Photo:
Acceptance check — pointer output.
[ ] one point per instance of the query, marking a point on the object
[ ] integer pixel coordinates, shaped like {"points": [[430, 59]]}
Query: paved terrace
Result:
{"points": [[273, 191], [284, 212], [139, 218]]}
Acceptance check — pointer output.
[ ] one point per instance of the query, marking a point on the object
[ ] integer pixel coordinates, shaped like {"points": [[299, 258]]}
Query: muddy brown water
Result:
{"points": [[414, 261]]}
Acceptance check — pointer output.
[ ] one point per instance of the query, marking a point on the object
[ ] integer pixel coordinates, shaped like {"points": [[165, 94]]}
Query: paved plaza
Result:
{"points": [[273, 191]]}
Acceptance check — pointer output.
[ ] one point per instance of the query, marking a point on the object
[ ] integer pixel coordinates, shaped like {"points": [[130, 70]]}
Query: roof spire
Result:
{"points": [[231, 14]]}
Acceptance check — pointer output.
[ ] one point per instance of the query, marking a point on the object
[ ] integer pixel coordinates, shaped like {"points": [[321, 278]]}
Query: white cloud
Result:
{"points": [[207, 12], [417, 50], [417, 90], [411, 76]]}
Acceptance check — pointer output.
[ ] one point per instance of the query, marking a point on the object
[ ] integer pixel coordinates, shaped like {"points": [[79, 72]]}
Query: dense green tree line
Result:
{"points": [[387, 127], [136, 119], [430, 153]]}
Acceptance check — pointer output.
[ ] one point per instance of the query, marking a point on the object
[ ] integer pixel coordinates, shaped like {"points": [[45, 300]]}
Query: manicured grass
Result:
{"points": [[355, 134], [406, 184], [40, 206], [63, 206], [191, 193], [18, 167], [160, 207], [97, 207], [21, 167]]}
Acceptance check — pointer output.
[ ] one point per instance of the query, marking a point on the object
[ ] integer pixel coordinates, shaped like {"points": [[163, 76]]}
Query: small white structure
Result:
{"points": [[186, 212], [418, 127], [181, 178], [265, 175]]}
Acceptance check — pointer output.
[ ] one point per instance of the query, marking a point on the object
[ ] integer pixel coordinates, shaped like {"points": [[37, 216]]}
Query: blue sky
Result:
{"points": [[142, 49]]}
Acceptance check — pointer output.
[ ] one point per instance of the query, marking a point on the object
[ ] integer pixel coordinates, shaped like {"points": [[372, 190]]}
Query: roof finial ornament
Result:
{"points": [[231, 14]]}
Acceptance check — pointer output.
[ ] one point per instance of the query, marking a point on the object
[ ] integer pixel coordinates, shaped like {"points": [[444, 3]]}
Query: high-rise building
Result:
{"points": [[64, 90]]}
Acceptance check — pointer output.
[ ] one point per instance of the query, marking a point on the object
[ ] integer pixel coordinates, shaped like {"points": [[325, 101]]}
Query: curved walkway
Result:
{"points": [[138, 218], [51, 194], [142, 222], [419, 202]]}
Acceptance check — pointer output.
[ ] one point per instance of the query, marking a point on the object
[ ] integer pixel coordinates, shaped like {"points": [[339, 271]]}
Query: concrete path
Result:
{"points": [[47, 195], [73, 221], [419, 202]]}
──────────
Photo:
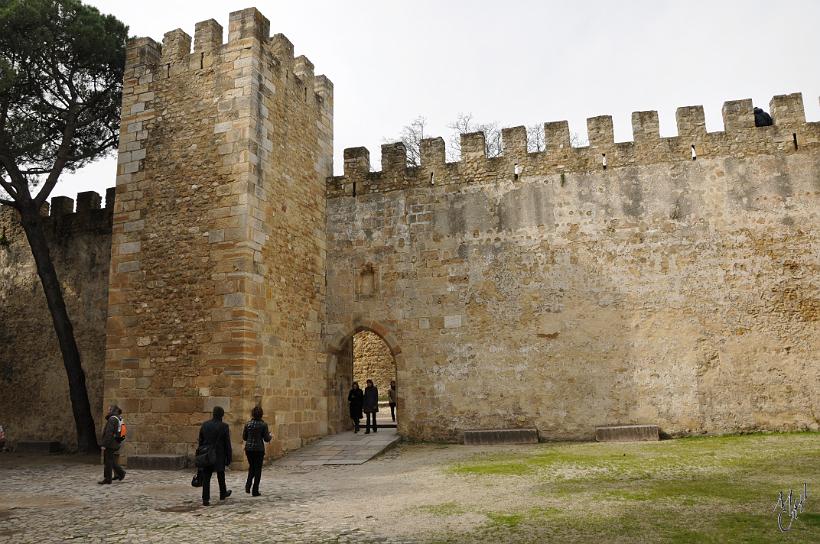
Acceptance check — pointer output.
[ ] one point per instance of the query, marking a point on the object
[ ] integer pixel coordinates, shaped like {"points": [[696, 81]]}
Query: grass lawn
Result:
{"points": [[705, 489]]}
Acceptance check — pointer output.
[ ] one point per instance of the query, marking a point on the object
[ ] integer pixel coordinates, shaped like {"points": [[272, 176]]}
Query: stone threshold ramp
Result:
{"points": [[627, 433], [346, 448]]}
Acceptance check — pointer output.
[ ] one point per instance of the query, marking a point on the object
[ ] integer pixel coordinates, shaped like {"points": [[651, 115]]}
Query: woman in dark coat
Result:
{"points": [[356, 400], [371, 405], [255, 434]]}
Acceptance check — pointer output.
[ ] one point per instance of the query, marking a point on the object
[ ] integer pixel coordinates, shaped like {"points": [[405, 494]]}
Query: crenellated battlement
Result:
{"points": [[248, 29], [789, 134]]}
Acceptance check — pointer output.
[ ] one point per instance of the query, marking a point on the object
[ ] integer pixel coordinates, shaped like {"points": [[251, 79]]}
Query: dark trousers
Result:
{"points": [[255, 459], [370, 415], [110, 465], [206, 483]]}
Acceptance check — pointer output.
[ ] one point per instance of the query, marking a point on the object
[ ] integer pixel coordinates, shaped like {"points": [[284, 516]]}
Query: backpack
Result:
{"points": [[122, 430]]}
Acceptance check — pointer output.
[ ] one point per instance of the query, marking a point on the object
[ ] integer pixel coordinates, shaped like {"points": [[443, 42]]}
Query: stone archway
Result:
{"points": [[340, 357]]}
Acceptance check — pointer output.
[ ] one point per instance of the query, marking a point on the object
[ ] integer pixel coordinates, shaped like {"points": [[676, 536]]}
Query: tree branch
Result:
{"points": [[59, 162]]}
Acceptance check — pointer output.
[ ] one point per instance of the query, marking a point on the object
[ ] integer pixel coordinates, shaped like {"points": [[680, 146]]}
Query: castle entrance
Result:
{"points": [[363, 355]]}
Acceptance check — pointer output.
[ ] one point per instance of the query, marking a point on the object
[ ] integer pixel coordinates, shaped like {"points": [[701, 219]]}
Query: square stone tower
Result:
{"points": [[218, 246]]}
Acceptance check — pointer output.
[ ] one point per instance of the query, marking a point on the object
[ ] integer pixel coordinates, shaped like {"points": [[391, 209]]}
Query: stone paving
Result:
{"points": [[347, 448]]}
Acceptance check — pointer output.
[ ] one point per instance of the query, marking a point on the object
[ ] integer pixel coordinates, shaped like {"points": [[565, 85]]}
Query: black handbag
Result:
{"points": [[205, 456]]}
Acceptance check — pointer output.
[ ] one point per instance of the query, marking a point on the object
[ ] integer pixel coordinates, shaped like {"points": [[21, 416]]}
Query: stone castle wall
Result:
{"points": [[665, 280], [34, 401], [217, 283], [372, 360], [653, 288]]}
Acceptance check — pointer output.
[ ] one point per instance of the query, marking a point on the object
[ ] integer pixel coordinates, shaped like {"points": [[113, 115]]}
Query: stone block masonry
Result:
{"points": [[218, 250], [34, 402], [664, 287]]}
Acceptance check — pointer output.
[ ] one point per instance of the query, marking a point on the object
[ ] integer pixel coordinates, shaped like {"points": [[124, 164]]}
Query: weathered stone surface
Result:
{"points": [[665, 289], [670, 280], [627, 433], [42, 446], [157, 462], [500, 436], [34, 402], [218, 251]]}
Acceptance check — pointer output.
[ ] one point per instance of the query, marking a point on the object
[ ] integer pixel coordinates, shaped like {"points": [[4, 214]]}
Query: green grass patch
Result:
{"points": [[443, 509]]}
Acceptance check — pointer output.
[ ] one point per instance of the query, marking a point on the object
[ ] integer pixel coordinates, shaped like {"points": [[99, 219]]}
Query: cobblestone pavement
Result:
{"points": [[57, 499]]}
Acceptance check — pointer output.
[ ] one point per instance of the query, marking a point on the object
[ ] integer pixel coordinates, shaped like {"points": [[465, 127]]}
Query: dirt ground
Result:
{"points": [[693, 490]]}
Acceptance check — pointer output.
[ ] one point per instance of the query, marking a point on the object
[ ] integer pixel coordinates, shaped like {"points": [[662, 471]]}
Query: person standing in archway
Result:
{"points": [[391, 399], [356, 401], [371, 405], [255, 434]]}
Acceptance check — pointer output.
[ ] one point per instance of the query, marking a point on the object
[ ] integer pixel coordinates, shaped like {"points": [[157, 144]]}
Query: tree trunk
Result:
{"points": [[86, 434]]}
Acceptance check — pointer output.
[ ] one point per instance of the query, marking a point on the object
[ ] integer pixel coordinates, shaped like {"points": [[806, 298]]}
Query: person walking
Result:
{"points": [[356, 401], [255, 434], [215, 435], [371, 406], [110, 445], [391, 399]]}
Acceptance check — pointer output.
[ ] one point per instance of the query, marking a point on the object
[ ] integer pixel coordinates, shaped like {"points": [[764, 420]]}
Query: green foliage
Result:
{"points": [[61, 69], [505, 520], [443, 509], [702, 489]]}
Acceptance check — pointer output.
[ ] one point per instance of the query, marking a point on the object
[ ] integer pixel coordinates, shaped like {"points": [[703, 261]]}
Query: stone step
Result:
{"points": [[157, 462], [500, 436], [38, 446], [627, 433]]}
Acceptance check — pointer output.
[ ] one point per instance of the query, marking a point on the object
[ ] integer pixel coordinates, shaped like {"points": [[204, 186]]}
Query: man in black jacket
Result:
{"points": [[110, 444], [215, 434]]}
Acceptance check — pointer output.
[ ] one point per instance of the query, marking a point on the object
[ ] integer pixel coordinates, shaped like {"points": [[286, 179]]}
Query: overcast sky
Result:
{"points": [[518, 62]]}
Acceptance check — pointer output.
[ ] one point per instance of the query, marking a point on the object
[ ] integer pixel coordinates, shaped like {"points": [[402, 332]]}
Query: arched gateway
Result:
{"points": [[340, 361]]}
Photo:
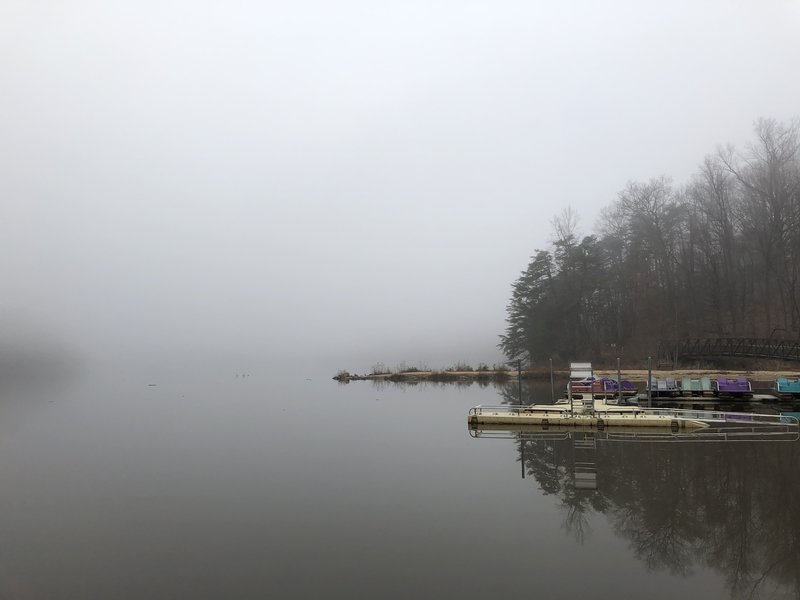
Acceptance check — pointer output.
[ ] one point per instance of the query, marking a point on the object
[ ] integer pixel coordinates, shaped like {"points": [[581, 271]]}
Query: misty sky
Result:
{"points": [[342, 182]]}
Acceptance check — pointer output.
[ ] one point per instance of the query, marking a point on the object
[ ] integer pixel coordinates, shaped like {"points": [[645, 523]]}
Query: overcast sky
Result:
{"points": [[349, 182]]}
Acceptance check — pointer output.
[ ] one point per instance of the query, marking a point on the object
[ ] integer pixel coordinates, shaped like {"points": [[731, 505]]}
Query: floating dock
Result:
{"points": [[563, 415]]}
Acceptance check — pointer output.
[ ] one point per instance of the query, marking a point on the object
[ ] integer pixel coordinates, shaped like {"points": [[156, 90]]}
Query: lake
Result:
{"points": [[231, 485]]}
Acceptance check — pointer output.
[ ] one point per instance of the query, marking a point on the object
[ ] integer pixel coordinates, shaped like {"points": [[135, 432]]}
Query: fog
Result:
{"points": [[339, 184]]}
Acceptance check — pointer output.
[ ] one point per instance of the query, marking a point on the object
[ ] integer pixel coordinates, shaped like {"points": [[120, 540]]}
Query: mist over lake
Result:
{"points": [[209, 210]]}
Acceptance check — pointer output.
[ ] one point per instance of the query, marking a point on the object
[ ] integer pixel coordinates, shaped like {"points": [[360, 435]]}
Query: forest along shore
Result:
──────────
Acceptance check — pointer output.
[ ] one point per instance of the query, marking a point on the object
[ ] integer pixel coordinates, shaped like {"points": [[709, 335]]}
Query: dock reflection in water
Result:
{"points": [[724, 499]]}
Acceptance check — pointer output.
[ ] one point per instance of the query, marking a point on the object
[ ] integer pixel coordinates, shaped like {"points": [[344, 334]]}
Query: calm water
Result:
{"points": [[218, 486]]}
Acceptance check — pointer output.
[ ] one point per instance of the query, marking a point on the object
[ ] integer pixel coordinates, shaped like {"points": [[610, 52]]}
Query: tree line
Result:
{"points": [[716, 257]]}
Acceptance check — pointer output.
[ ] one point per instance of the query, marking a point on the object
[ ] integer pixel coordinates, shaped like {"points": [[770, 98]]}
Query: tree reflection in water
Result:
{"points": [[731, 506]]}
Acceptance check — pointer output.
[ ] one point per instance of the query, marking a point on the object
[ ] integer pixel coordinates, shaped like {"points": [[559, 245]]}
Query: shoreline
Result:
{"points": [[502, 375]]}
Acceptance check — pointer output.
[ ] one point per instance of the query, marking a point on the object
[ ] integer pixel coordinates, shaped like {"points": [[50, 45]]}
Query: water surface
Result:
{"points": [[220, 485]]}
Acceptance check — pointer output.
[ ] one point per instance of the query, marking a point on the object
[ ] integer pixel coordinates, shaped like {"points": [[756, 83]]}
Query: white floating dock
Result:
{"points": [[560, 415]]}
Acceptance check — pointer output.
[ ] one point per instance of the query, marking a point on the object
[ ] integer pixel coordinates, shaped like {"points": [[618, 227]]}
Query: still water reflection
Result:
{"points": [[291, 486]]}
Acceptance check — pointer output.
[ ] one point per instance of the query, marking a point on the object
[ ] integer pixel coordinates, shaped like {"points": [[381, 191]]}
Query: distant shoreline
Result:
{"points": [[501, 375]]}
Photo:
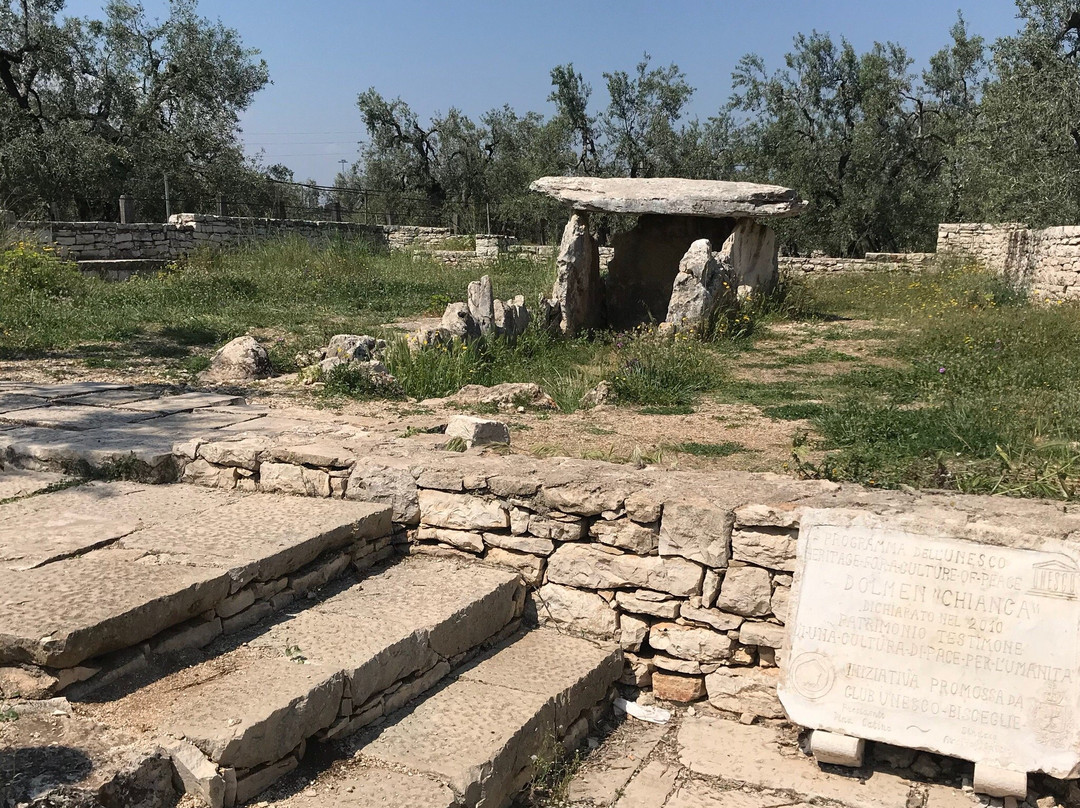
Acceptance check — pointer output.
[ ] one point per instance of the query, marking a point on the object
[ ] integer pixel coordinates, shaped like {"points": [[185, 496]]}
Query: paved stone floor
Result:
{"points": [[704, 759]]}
──────────
Relève dans les données ci-dessus toutes les lignes qui contiennent le mot « green », puis recopie-les.

Solution proposée ::
Query: dense green tree line
Query: green grass patch
Query: green foliage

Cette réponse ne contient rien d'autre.